→ Study text
1955: Russell-Einstein Manifesto

The Russell-Einstein manifesto was signed by 11 intellectuals and scientists, including Einstein just days before his death. It highlighted the danger posed to the human race by nuclear weapons in the midst of the Cold War:

"Here, then, is the problem which we present to you, stark and dreadful and inescapable: Shall we put an end to the human race; or shall mankind renounce war? People will not face this alternative because it is so difficult to abolish war."

1961: Tsar Bomba

Nicknamed Tsar Bomba, the AN602 hydrogen bomb detonated by the Soviet Union is the largest and most powerful thermonuclear weapon ever created. Former Soviet premier Nikita Khrushchev called it "Kuzka's mother" − a reference to an old Russian saying meaning to teach someone a lesson.

The 50-megaton Tsar was detonated over Novaya Zemlya Island in the Russian Arctic Sea in October 1961, sending a fireball into the sky that could be seen from 600 miles away. The blast contained one quarter of the power of the 1883 eruption of Krakatoa.

One year later, the US discovered Soviet missiles in Cuba, marking the beginning of the Cuban Missile Crisis that brought the US and the USSR to the brink of nuclear war.

1987: Intermediate-Range Nuclear Forces Treaty

The Soviet Union and the US signed a treaty that eliminated all land-based missiles held by the two states with ranges between 300 and 3,400 miles (500 and 5,500 km). Former US president Ronald Reagan and his Soviet counterpart Mikhail Gorbachev put their names to the treaty in the first attempt to reverse the nuclear arms race.

Several years after the break-up of the Soviet Union, Ukraine and other former states gave up their nuclear weapons back to Russia.

2006: North Korea tests for the first time

After troubling the international community for two decades, North Korea's nuclear weapons programme was finally revealed in 2006 in what would be the first of three nuclear detonations.

In 2006, 2009 and 2013, North Korea announced it had conducted successful nuclear tests at Punggye-ri, a nuclear test site in North Hamgyong Province. A tremor measuring magnitude 5.1 was detected by the US Geological Survey indicated the 2013 nuclear test had taken place, but the yield of the weapon is uncertain, with estimates ranging from seven to 16 kilotons.

→ Given information

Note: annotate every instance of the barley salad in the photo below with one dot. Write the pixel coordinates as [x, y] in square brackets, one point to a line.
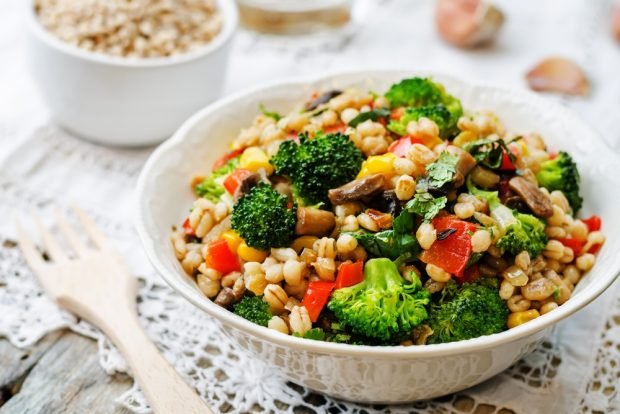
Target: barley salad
[388, 219]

→ About this exercise
Give every dated section heading in the nuclear weapons timeline above.

→ Written answer
1955: Russell-Einstein Manifesto
1961: Tsar Bomba
1987: Intermediate-Range Nuclear Forces Treaty
2006: North Korea tests for the first time